_Arbeitsaufträge:_
(A) Kürzen Sie in der Gerichtsentscheidung den Absatz, der mit „Ob wegen der schlechten humanitären Bedingungen“ beginnt. Seine wesentlichen Aussagen sollen erhalten bleiben.
(B) Beantworten Sie anhand der Gerichtsentscheidung die folgenden Fragen:
(i) Welches Aktenzeichen trägt sie?
(ii) In welchem Ort hat das Gericht seinen Sitz?
(iii) Unter welcher Fundstelle ist sie verzeichnet?
(C) Schreiben Sie die Gerichtsentscheidung zum Antrag auf Zulassung der Berufung im Anschluss an ihren letzten Satz weiter.

Verwaltungsrecht

Erfolgloser Antrag auf Zulassung der Berufung

Aktenzeichen  10 ZB 19.32520

Datum:
15.7.2019
Rechtsgebiet:
Fundstelle:
BeckRS – 2019, 15921
Gerichtsart:
VGH
Gerichtsort:
München
Rechtsweg:
Verwaltungsgerichtsbarkeit
Normen:
AsylG § 78 Abs. 3 Nr. 3
AufenthG § 60 Abs. 5
VwGO § 138 Nr. 3
EMRK Art. 3

 

Leitsatz

1 Ob wegen der schlechten humanitären Bedingungen in Nigeria ein Abschiebungsverbot nach § 60 Abs. 5 AufenthG iVm Art. 3 EMRK besteht, ist einer grundsätzlichen Klärung nicht zugänglich. In der Rechtsprechung des EGMR ist geklärt, dass die einem Ausländer im Zielstaat drohende Gefahr ein gewisses Mindestmaß an Schwere erreichen muss, um ein Abschiebungsverbot nach Art. 3 EMRK zu begründen. (Rn. 4) (redaktioneller Leitsatz)
2 Für eine schlüssige Gehörsrüge genügt nicht allein der Vortrag eines Gehörsverstoßes aus, sondern es ist darüber hinaus substantiiert darzulegen, was bei ausreichender Gewährung rechtlichen Gehörs, dh bei Kenntnis des nicht in das Verfahren eingeführten Erkenntnismittels noch vorgetragen worden wäre. (Rn. 10) (redaktioneller Leitsatz)

_Datenauszug:_

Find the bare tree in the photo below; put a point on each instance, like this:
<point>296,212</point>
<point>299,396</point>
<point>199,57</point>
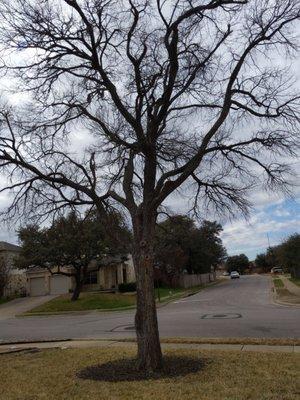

_Erwartete Antworten:_
(A) Ob die schlechte humanitäre Lage in Nigeria ein Abschiebungsverbot nach § 60 Abs. 5 AufenthG iVm Art. 3 EMRK begründet, lässt sich nicht grundsätzlich klären. Laut geklärter EGMR-Rechtsprechung muss die im Zielstaat drohende Gefahr dafür ein Mindestmaß an Schwere erreichen.

(B)
(i) 10 ZB 19.32520
(ii) München
(iii) BeckRS – 2019, 15921

(C)
Verfahrensgang

Au 9 K 17.32148 2019-05-02 Ent VGAUGSBURG VG Augsburg

Tenor

I. Der Antrag auf Zulassung der Berufung wird abgelehnt.
II. Die Kläger tragen die Kosten des Zulassungsverfahrens.
Gerichtskosten werden nicht erhoben.

Gründe

Der Antrag auf Zulassung der Berufung bleibt ohne Erfolg. Die geltend gemachten Zulassungsgründe der grundsätzlichen Bedeutung der Rechtssache (§ 78 Abs. 3 Nr. 1 AsylG) und der Verletzung rechtlichen Gehörs (§ 78 Abs. 3 Nr. 3 AsylG i.V.m. § 138 Nr. 3 VwGO) sind schon nicht den Anforderungen des § 78 Abs. 4 Satz 4 AsylG entsprechend dargelegt bzw. liegen nicht vor.
Die Darlegung der rechtsgrundsätzlichen Bedeutung (§ 78 Abs. 3 Nr. 1 AsylG) verlangt, dass eine konkrete Tatsachen- oder Rechtsfrage formuliert und aufgezeigt wird, weshalb die Frage im Interesse der Einheitlichkeit der Rechtsprechung oder der Fortentwicklung des Rechts klärungsbedürftig und klärungsfähig, insbesondere entscheidungserheblich, ist; ferner, worin die allgemeine, über den Einzelfall hinausgehende Bedeutung dieser Frage besteht.
Die von den Klägern aufgeworfene Frage, „ob die schlechte wirtschaftliche Situation in Nigeria zu einem Abschiebungsverbot auf Grund schlechter humanitärer Verhältnisse führt und als unmenschliche oder erniedrigende Behandlung im Sinne von Art. 3 EMRK zu qualifizieren ist“, hat keine über den Einzelfall hinausgehende Bedeutung.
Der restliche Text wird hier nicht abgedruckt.